### Goal of the exercise
Word for word, transcribe the records that follow.

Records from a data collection
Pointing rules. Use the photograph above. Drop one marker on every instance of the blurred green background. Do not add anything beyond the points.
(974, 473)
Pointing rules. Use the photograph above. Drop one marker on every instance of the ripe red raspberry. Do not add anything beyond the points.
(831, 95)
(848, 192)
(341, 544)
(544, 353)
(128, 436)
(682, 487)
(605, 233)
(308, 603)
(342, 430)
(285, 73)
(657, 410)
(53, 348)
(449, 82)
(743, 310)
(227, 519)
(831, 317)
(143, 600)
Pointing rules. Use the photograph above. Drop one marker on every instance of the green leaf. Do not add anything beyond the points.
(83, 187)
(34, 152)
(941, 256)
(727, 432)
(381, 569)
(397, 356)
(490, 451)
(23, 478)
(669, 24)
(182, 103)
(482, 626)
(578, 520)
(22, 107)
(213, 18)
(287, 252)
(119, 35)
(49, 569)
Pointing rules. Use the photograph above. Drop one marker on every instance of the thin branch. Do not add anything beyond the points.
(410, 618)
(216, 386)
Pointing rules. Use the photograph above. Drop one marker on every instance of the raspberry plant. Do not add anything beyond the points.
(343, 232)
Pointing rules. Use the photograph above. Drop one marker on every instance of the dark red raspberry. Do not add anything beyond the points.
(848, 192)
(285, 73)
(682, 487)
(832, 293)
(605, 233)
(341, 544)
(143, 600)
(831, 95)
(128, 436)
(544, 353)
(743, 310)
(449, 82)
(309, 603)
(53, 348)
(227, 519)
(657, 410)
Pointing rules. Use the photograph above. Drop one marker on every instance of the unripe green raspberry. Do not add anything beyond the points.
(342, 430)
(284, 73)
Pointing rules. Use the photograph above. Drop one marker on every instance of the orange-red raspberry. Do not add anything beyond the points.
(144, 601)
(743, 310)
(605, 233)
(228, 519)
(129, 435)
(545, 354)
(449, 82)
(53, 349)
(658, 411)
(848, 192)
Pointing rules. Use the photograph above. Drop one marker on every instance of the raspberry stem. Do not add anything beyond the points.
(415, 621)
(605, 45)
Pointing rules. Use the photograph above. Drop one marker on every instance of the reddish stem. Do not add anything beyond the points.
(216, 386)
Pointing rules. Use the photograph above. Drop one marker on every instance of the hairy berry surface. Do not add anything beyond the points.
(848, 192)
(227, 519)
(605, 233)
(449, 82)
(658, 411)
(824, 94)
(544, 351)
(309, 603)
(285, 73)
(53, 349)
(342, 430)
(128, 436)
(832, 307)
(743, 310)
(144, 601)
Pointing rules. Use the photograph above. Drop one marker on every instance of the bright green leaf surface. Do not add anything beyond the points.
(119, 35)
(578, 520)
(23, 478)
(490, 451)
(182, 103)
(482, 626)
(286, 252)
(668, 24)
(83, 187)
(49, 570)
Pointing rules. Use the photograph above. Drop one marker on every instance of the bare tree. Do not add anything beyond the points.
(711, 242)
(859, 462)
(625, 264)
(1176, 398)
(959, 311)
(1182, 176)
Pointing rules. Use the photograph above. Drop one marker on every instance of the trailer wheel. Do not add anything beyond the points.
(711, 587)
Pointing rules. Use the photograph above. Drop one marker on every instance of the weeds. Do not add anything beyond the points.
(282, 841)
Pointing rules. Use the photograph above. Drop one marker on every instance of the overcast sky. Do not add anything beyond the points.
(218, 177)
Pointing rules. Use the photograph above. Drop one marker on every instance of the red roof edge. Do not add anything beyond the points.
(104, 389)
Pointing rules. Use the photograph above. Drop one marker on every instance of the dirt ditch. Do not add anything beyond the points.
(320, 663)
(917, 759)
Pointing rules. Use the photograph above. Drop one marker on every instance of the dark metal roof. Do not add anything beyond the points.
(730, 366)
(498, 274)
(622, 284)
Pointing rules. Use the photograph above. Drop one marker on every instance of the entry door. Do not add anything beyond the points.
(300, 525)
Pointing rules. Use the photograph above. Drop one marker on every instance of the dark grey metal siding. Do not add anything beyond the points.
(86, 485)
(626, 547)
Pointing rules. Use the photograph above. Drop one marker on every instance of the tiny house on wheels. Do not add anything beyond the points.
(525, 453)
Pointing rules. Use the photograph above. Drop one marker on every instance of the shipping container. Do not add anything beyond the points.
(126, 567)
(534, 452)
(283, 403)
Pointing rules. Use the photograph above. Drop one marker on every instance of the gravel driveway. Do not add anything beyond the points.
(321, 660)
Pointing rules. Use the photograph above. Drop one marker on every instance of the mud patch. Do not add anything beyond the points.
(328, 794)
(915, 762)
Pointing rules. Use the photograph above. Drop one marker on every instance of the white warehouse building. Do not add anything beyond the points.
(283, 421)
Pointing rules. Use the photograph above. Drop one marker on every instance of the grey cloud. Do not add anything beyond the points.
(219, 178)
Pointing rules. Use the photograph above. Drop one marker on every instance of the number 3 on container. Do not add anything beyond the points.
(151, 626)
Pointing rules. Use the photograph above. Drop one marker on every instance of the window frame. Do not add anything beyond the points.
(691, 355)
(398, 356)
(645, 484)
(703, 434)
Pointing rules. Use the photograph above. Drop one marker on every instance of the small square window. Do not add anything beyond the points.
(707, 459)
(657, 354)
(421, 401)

### Answer for this exercise
Pointing rules. Use the photograph above. Drop one marker on every instance of the blurred green background. Do not add anything beyond the points.
(974, 473)
Pointing rules. Use the photograph above. Drop one marker on every instance of the ripe red raspberry. Do not add anything beyond the points.
(831, 95)
(848, 192)
(341, 544)
(544, 353)
(128, 436)
(682, 487)
(605, 233)
(308, 603)
(342, 430)
(285, 73)
(657, 410)
(53, 348)
(449, 82)
(743, 310)
(227, 519)
(831, 317)
(143, 600)
Pointing rules. Use the photograph above. Drop one marker on every instance of the green leaf. Do not add anything beyond the points.
(83, 187)
(34, 152)
(941, 256)
(727, 432)
(381, 569)
(397, 356)
(490, 451)
(23, 478)
(669, 24)
(182, 103)
(482, 626)
(578, 520)
(22, 107)
(213, 18)
(287, 252)
(119, 35)
(49, 569)
Pointing rules. Use the photograph above. Drop one marker on every instance of the thin branch. Do not add anything beyond the points.
(410, 618)
(216, 386)
Pointing rules. Use the photograph above. Drop one marker on every instance of the raspberry plant. Do not add anything beyond the points.
(343, 232)
Pointing rules. Use the photograph above. Drop one marker on every instance of the dark red raspberry. Do not add anything beyond the points.
(848, 192)
(285, 73)
(682, 487)
(832, 293)
(605, 233)
(341, 544)
(143, 600)
(831, 95)
(128, 436)
(544, 353)
(743, 310)
(449, 82)
(309, 603)
(53, 348)
(227, 519)
(657, 410)
Pointing rules. Use the photograph above. Drop one marker on every instance of the unripe green raspberry. Do not add anything beyond the points.
(342, 430)
(284, 73)
Pointing rules. Use the photograph above. Drop one marker on every instance of the orange-red raspberry. Do not add anything beyond the points.
(144, 601)
(743, 310)
(605, 233)
(228, 519)
(129, 435)
(545, 354)
(449, 82)
(53, 349)
(658, 411)
(848, 192)
Pointing rules. Use the photograph above. Drop one marker on every instance of the raspberry stem. Do not add anything beyond the points.
(415, 621)
(605, 45)
Pointing rules. Use the photograph above. Drop one marker on every instance of the reddish stem. Do not add anything beyond the points.
(216, 386)
Pointing rules. Use the photograph above. Drop one marker on every instance of the hairy berry surface. Do not add anything beyond the points.
(848, 192)
(227, 519)
(605, 233)
(449, 82)
(658, 411)
(824, 94)
(544, 351)
(309, 603)
(285, 73)
(53, 349)
(342, 430)
(128, 436)
(832, 307)
(743, 310)
(144, 601)
Pointing rules. Use the photograph above. Drop one marker on every instance of the bright green leaf surface. Do not add anything beyond the points.
(119, 35)
(578, 520)
(23, 478)
(490, 451)
(182, 103)
(482, 626)
(286, 252)
(668, 24)
(83, 187)
(49, 570)
Pointing rules. Use the photograph above. Drop one marker on every instance of the bare tree. Do not add anything beyond the points.
(711, 242)
(859, 462)
(625, 264)
(1176, 398)
(959, 311)
(1182, 176)
Pointing rules. Use the photograph above. Drop one marker on every instance of the trailer wheel. Do not add anything beyond the points.
(711, 587)
Pointing rules. Use the photograph above. Drop one marker on every instance of the weeds. Do not add anything beyond the points.
(282, 841)
Pointing rules. Use the photograph above. Drop one marker on every instance of the overcast sky. Do not add anything beyond the points.
(218, 177)
Pointing rules. Use the photograph above. Drop one marker on every instance of the red roof edge. Do not add anything beyond the points.
(104, 389)
Pointing rules. Use the photograph above. Drop one marker on every instance of the dirt ditch. Do not add anything beyond the points.
(320, 663)
(917, 759)
Pointing rules. Use the photograph above. Drop one marker on every instance of the dark metal roof. Do not add anything beyond the points.
(730, 366)
(498, 274)
(622, 284)
Pointing rules. Use the photograph above. Drop one marker on every instance of the entry door. Do not add anything beyond the points.
(300, 525)
Pointing rules. Use the photograph above. Drop one marker on every instance of the dark grey metal siding. Do not add anything beyond the points.
(86, 485)
(626, 547)
Pointing rules. Use the photograph above. Drop one marker on every instance of the tiny house on wheels. Do not add anything beyond the points.
(525, 453)
Pointing rules. Use the photograph above. Drop one marker on every instance of the shipping container. Do not add anything beyond the points.
(126, 567)
(534, 452)
(283, 403)
Pointing rules. Use the photograph above. Drop one marker on every instance of the gravel driveway. Do not add anything beyond the points.
(321, 660)
Pointing rules. Use the photograph above. Drop one marker on every instance of the mud patch. Do not add anything beyond the points.
(328, 794)
(915, 762)
Pointing rules. Use the photograph above. Drop one marker on every instance of the white warehouse building. Do not add anything beyond the points.
(283, 421)
Pointing rules. Use the photograph above. Drop one marker on every instance of the grey cloud. Do not add anything beyond the points.
(219, 178)
Pointing rules. Use the photograph above. Drop one marker on every instance of the number 3 on container. Do not add anything beyond the points.
(151, 626)
Pointing rules. Use the photograph above. Drop one marker on every instance of the window frame. Do not add anything beyond the points.
(691, 355)
(398, 356)
(645, 484)
(703, 434)
Pointing rules. Use the photograph above. Drop one marker on every instance of the small square window. Do not add anything beyond the points.
(707, 459)
(657, 354)
(421, 401)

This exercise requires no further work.